[Point localization data]
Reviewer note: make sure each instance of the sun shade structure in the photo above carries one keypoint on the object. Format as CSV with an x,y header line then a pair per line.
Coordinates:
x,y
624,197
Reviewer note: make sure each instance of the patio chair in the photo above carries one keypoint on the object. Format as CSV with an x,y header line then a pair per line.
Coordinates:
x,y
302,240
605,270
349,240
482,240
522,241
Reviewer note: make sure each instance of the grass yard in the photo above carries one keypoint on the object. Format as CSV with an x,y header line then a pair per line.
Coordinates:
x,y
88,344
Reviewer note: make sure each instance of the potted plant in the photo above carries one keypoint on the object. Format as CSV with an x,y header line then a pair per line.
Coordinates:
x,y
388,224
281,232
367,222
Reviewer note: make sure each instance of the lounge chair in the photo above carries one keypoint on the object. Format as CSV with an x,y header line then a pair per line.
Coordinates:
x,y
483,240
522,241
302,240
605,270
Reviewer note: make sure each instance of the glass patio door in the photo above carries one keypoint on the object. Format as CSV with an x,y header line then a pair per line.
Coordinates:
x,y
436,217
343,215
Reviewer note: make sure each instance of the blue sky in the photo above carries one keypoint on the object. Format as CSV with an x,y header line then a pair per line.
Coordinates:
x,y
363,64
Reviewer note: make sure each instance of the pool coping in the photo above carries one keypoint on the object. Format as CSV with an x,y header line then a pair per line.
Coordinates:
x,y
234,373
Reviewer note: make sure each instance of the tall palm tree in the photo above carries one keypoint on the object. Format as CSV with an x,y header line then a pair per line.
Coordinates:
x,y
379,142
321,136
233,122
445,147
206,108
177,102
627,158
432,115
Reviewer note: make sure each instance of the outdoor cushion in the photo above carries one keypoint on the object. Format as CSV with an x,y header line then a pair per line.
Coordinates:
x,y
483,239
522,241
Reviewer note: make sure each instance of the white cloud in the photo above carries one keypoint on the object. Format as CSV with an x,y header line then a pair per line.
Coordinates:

** Problem details **
Taking the entries above, please repeat each one exactly.

** Response area **
Reviewer note: make sure each instance of the sun shade structure in the photo above carries one keypoint on the object. Format as CSV with an x,y header line then a pair per line.
Coordinates:
x,y
624,197
Reviewer note: make sure each instance of the patio chair in the photo above carries one keypoint on the object. Format as CSV with an x,y header line then a pair per line.
Coordinates:
x,y
302,240
605,270
349,240
482,240
522,241
Reviewer note: make sure each instance of the grass yard in the photo above carries one keypoint on the object. Format as CSV with an x,y header line then a pair per line.
Coordinates:
x,y
88,344
Reviewer note: make sure each instance of the potted plant in the photo above carries one keypoint on the object. Format as CSV with an x,y header line then a pair per line.
Coordinates:
x,y
388,224
281,232
367,222
Reviewer note: make sure each instance of the lounge chair in the photo above carries one keypoint on the object. Format as CSV with an x,y header line then a pair per line.
Coordinates:
x,y
483,240
522,241
302,240
605,270
Reviewer note: make sure each instance of the glass patio door in the photo above carries one keypoint on the object. Format as CSV with an x,y header line then a pair per line.
Coordinates:
x,y
436,217
343,215
Reviewer note: make sure each instance of the blue sky in the photo above carries one keypoint on the object. Format as CSV with an x,y header line then a pair per line.
Coordinates:
x,y
363,64
Reviewer note: make sure each instance of the pool coping in the photo above carries one keypoint on the object. Format as CSV with an x,y header line then a pair per line.
Coordinates:
x,y
234,373
Reviewer note: make sure each instance of the tall palm tree in the photo above carries one keypoint on the object. Format as CSV with an x,y header line then a pair per line.
Coordinates:
x,y
379,142
321,136
233,122
445,147
206,108
177,102
627,158
432,115
Reviewer note: make sure each instance of the outdoor cushion in the photo above carries one keypoint on the object. Format as CSV with an x,y header line then a pair per line.
Coordinates:
x,y
483,239
522,241
Reviewer note: make sure each instance of the white cloud in the photo above carries one keypoint on the object. Format as CSV with an x,y header line then a pair per line.
Coordinates:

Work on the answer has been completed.